- _Your objective_: Your task is to give the listing below back word for word, pictures excluded.

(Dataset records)
************

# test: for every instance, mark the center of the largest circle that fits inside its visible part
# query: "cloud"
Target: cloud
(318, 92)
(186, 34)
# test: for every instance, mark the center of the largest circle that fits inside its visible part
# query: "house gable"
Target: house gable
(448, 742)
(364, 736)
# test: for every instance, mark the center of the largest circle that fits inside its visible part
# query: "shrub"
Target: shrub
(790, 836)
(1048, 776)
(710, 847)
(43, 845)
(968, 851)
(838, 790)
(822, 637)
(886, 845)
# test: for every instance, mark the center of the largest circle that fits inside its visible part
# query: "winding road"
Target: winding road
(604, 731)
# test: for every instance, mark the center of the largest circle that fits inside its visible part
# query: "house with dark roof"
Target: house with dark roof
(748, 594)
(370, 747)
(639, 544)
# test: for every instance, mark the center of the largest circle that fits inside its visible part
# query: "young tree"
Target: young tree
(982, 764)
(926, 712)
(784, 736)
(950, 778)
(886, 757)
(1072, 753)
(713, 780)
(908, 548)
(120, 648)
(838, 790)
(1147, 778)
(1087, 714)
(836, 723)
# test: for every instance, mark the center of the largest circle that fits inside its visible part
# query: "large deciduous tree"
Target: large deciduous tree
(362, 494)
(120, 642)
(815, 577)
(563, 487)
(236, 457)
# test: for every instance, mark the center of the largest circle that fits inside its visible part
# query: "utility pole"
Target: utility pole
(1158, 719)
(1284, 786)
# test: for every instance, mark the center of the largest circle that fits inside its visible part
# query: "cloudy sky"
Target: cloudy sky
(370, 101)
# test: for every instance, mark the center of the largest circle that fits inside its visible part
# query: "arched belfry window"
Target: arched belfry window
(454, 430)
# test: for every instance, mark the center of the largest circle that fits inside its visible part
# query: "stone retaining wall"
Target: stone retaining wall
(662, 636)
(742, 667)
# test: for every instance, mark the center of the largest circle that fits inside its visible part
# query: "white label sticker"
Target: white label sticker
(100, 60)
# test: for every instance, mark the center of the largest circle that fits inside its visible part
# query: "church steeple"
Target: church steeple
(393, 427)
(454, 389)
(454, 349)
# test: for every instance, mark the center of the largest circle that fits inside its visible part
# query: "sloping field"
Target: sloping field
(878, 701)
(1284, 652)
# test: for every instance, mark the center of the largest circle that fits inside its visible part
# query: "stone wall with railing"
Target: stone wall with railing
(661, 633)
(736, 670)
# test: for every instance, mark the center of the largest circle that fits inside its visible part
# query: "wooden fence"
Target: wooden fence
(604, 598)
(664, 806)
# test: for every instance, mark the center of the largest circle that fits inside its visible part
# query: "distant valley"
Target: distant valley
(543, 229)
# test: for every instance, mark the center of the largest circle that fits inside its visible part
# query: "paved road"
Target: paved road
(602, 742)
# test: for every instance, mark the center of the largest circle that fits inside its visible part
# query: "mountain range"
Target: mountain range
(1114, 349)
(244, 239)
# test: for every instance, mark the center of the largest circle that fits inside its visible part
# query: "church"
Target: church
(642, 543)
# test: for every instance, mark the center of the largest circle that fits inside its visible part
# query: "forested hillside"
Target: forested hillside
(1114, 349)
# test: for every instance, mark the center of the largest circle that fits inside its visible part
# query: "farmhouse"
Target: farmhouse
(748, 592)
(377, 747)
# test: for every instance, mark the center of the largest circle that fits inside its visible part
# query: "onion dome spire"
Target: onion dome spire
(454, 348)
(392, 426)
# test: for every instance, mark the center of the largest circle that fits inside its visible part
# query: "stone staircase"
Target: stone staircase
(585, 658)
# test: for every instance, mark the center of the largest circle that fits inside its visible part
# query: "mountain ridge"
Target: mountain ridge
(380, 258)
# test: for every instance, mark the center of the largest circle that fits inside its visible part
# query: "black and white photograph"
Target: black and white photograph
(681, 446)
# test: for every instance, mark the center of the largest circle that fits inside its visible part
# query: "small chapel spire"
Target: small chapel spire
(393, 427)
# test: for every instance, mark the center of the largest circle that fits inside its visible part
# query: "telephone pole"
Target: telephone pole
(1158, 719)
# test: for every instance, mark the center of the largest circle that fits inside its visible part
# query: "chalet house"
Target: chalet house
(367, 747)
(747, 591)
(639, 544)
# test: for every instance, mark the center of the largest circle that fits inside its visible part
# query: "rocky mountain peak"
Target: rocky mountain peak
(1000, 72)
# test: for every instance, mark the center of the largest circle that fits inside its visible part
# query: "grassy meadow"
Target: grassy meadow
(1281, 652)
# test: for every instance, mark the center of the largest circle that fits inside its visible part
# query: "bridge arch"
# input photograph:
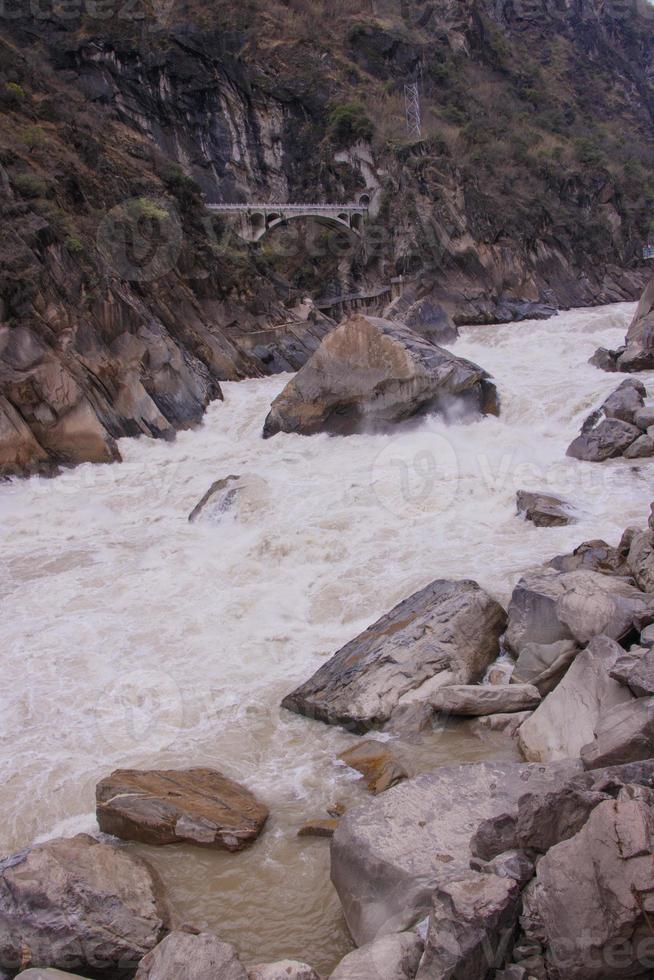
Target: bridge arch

************

- _Reply_:
# test: for every instance, mark the center of the largest circle that fits inside its visible part
# query: "cloud"
Target: cloud
(318, 92)
(186, 34)
# test: for every instance, mark the center of the largest circle that fits inside its visible part
# query: "house gable"
Target: house gable
(448, 742)
(364, 736)
# test: for every instance, mark the center of the largest circle that fits inside its visible part
# query: "shrub"
Target: shrub
(790, 836)
(1048, 776)
(710, 847)
(43, 845)
(968, 851)
(838, 790)
(822, 637)
(886, 845)
# test: for every instance, mark the center of the largest circle that fits inside its visible part
# query: "winding road"
Target: winding road
(604, 731)
# test: for every instance, mark the center of the largest circle that fits inside its visible part
# query: "house with dark roof"
Target: house with dark roof
(748, 594)
(370, 747)
(639, 544)
# test: for every instance, mark the center of the largest circle that fits inside its visible part
# query: "young tree"
Target: young tree
(982, 764)
(926, 712)
(784, 736)
(950, 778)
(886, 757)
(1072, 753)
(713, 780)
(908, 548)
(120, 648)
(838, 790)
(1147, 778)
(1087, 714)
(836, 723)
# test: for every instance, mark the center of the largest circle that fits inside its visible part
# query: "large deciduous tree"
Target: large deciduous tree
(362, 494)
(120, 642)
(815, 577)
(563, 487)
(236, 457)
# test: for every instance, mark the center of the largest circle that fits inside its visible part
# query: "utility pole"
Target: utility pole
(1158, 719)
(1284, 786)
# test: for every instance, mark the center of the largest circle that fits inside its visible part
# query: "cloudy sky"
Target: cloudy sky
(370, 101)
# test: for every instance, mark the center of the largest circle that fits inside its visible part
# query: "arched belfry window"
Target: arched belfry window
(454, 430)
# test: for every instance, mark the center of the largest circle that fits inside its visible part
# query: "stone retaining wall"
Target: stone retaining wall
(662, 636)
(742, 667)
# test: for every instance, mark the center of the largest circle that fits inside its visible part
# query: "white label sticker"
Target: white label sticker
(100, 60)
# test: for every instance, mark the center of the largest circle that fits inside its visible part
# query: "church steeple"
Target: church steeple
(393, 427)
(454, 389)
(454, 349)
# test: for every instance, mark the center of the largest circle that fits inside its visible part
# query: "sloping field"
Target: sloping field
(878, 701)
(1284, 652)
# test: for every instance, mark the center of the largest circle that fits inside its visible part
# query: "stone wall with railing"
Target: stone wall with railing
(661, 633)
(736, 670)
# test: for every instance, mark the center of the largest circle that fits inside its visible part
# query: "wooden fence"
Target: wooden fence
(604, 598)
(664, 806)
# test: for every instance, mark the center of the largest circle that fits inside its visible part
# query: "distant valley"
Target: distant valley
(543, 229)
# test: for every instance, mark the center of the largest circle that fits inside its visible part
# query: "paved road"
Target: paved road
(602, 742)
# test: for every instance, mark the center of the largest circle that fits inside its visible part
# query: "mountain range"
Target: mountain range
(1114, 349)
(244, 239)
# test: for every instance, mark the center of the largest circle that fits inside its visible part
# query: "church"
Target: church
(642, 543)
# test: for every instance, mark the center of the largest circle that fits inside its visible part
# query: "forested hillside"
Target: forested hillside
(1114, 349)
# test: for every instance, mark the center of the largest circle that fits inside its visible part
# query: "farmhouse"
Target: farmhouse
(748, 592)
(377, 747)
# test: for every instance, mark the center of the largest circle that fits inside its visible part
# query: "onion dome spire"
Target: onion dome spire
(454, 348)
(392, 426)
# test: for every instance, mark the center of the largest circle that fits inside its visible part
# query: "stone staircase"
Target: stone staircase
(585, 658)
# test: for every instance, mark the center of the largest circle that fits inside its visible part
# query: "mountain ridge"
Target: mountain ridge
(380, 258)
# test: for every instance, mark the center of the largest circle that fits inside its visible part
# query: "black and white photograph"
Target: black and white photograph
(681, 446)
# test: for every instance, mark the center of the largest circle that fits inside its visible part
# query: "small chapel spire"
Target: small chapel spire
(393, 427)
# test: for every instance, mark the center of the largest circle that fits inside its visible part
# query: "telephone pole"
Target: telephone pole
(1158, 719)
# test: for every instance, mark the center of the largest circle that fits inside its visible part
# query: "chalet house"
Target: chalet house
(367, 747)
(747, 591)
(639, 544)
# test: for every instance, mark the center of the largest circle that fits inside its visible part
# query: "rocky mountain peak"
Target: rocky mountain peak
(1000, 72)
# test: for every instance, mark the center of the largest circle that fits inside its visible part
# query: "grassy meadow"
Target: grassy meadow
(1281, 652)
# test: for every instance, mark the center of the largest circle that fits inside its visible part
# query: "bridge arch"
# input photograph:
Target: bridge arch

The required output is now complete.